* WHAT IS EXPECTED *
Which lines run from the line with "[ ] a point on the lamp" through the line with "[ ] a point on the flat" in the entries below? Print them exactly, both ends included, and nothing more.

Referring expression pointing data
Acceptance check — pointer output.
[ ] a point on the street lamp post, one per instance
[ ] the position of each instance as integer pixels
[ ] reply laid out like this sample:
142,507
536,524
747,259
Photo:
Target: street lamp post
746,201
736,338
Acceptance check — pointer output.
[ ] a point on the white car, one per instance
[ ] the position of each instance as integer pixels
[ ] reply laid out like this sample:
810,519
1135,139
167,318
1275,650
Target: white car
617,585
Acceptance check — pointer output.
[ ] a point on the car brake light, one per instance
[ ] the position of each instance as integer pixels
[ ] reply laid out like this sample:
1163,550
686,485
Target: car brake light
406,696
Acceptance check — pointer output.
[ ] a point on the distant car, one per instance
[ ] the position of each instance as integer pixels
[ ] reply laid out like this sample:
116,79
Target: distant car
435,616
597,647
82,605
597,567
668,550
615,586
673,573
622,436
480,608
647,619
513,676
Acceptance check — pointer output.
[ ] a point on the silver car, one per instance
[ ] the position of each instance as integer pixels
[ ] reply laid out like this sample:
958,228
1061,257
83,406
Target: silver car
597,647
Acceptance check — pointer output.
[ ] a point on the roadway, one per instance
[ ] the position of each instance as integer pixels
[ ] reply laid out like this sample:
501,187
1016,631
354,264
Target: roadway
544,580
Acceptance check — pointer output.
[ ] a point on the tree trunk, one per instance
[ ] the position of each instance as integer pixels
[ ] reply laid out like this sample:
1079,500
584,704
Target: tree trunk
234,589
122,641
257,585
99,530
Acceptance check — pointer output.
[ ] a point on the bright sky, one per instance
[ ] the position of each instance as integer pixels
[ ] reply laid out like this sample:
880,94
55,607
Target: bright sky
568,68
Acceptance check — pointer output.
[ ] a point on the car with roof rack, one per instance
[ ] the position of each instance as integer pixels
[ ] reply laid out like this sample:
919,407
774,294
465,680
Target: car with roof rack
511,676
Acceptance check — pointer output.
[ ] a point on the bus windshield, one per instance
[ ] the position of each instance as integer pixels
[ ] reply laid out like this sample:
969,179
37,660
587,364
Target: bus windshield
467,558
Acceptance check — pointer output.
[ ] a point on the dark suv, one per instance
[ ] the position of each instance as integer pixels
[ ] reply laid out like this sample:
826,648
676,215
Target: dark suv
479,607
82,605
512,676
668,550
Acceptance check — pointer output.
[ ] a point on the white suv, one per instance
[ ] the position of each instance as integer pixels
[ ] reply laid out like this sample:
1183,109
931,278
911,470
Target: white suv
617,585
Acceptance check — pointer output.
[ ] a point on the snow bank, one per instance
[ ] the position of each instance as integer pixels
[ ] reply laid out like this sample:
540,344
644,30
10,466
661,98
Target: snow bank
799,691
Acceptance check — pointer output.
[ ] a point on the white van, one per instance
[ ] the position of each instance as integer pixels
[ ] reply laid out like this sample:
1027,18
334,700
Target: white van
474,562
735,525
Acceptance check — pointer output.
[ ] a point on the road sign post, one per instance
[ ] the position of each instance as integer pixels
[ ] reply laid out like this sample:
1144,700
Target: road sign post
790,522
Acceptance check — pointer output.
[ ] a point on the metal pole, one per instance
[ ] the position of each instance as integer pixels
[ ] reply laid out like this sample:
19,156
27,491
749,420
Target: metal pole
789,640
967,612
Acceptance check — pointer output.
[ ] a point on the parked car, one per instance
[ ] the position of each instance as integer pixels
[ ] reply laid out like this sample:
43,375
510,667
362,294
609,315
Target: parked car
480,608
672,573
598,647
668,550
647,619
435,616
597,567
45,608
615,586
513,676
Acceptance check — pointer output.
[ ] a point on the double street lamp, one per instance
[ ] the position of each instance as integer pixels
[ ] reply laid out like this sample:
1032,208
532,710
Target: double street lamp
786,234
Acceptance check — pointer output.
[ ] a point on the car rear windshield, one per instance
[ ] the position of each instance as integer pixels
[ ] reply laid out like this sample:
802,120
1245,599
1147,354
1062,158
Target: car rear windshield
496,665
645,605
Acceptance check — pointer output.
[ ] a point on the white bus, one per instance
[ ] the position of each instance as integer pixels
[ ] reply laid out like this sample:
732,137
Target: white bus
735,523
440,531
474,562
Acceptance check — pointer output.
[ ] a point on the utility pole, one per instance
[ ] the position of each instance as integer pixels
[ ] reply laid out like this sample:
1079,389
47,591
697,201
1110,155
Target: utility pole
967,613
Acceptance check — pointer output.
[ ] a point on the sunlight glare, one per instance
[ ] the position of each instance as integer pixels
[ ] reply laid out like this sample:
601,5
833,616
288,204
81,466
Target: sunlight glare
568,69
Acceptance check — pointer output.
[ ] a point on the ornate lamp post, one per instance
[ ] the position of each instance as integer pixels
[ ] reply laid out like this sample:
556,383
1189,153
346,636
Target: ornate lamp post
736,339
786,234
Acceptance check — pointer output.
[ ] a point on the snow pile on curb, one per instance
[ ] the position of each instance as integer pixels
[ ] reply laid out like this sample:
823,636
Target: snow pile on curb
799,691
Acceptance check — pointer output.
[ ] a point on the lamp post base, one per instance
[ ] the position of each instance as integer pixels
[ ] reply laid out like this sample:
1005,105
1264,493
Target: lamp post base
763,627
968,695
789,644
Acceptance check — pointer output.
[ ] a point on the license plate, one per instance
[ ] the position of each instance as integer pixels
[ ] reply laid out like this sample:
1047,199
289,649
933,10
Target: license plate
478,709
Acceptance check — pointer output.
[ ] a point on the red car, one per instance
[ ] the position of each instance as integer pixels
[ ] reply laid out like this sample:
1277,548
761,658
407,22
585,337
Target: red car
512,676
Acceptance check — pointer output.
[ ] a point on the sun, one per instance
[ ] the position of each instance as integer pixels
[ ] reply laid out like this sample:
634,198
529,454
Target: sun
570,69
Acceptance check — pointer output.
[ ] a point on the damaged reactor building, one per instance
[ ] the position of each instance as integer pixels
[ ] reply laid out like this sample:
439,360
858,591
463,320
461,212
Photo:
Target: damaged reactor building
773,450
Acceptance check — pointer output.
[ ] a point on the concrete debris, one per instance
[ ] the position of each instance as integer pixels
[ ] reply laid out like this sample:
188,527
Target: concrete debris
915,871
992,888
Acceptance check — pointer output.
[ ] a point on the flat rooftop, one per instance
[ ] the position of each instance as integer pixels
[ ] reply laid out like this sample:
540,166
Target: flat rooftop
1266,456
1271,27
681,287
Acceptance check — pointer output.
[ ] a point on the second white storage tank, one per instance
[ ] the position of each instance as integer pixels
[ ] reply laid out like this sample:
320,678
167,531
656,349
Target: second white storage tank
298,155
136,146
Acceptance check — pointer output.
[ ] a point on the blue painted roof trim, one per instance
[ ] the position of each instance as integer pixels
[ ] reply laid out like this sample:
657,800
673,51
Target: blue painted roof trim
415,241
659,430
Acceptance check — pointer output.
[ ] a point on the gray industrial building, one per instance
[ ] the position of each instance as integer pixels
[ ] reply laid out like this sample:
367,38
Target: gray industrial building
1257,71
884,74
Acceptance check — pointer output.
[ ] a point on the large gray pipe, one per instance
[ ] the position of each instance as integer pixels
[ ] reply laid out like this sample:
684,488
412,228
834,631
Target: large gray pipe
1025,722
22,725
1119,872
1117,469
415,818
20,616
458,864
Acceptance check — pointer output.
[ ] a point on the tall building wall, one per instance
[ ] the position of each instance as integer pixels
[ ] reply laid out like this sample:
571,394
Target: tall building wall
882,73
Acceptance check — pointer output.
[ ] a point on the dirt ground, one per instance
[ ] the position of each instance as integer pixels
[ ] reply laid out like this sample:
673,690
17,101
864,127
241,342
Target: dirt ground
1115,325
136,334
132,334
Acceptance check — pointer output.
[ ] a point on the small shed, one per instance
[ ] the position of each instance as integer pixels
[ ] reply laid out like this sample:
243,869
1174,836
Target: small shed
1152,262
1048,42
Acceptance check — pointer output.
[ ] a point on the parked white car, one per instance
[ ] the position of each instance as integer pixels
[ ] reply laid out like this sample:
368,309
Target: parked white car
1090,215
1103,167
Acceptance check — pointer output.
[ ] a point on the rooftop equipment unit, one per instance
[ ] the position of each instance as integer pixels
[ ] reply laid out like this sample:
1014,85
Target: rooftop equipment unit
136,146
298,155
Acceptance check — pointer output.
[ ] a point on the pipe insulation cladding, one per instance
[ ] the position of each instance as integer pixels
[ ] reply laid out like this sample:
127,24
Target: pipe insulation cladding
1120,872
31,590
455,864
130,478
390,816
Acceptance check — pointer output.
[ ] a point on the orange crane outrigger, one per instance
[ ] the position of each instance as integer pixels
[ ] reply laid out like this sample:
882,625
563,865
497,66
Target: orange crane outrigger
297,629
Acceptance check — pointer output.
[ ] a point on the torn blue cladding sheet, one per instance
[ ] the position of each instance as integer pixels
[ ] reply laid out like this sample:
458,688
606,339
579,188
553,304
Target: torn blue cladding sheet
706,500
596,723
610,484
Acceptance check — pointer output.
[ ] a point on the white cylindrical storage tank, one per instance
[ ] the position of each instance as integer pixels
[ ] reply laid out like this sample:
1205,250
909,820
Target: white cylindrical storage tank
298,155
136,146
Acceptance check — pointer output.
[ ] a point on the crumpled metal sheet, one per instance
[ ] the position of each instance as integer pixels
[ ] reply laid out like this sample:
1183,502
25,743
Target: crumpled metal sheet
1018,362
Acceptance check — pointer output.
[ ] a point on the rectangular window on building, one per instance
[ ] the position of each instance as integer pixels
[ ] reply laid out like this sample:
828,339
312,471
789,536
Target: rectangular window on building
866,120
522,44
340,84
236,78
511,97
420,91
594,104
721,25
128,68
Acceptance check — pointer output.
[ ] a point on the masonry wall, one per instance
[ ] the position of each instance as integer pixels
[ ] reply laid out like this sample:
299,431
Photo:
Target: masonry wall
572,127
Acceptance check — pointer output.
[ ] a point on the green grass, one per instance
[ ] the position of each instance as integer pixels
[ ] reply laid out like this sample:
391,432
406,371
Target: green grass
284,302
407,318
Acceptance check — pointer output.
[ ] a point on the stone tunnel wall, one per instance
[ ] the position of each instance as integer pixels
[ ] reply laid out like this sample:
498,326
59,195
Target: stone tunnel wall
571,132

* OUTPUT OF THE TASK *
[ ] a point on the lamp post base, one per instance
[ ] the position of each instance as integer pixels
[ ] reply laid out like this sample:
1005,105
1264,493
Target: lamp post base
763,627
968,695
789,644
Acceptance check — pointer output.
[ ] a point on the license plate, one per instance
[ ] the position of each instance as integer pixels
[ ] reply laid out like this sample:
1047,199
289,649
933,10
Target: license plate
478,709
Acceptance check — pointer output.
[ ] a point on the red car, one per instance
[ ] the position of each instance as integer pixels
[ ] reply laid out like this sample:
1277,548
761,658
407,22
585,337
Target: red car
512,676
Acceptance check — pointer output.
[ ] a point on the sun, one per instance
[ ] the position of each instance as integer pixels
[ ] reply laid out like this sample:
634,198
529,454
Target: sun
570,69
Acceptance check — pointer output.
[ ] a point on the damaged reactor building, one per instance
[ ] the position of each instance as integer pixels
[ ] reply laid out like this sample:
439,360
858,591
463,320
461,212
Photo:
Target: damaged reactor building
773,450
Acceptance check — pointer output.
[ ] a point on the concrete debris, one per instance
[ ] the position of each instance as integer pixels
[ ] reply laid out like this sample:
188,527
Target: concrete debris
915,871
992,888
Acceptance check — pointer output.
[ ] a point on the flat rooftop, one per instance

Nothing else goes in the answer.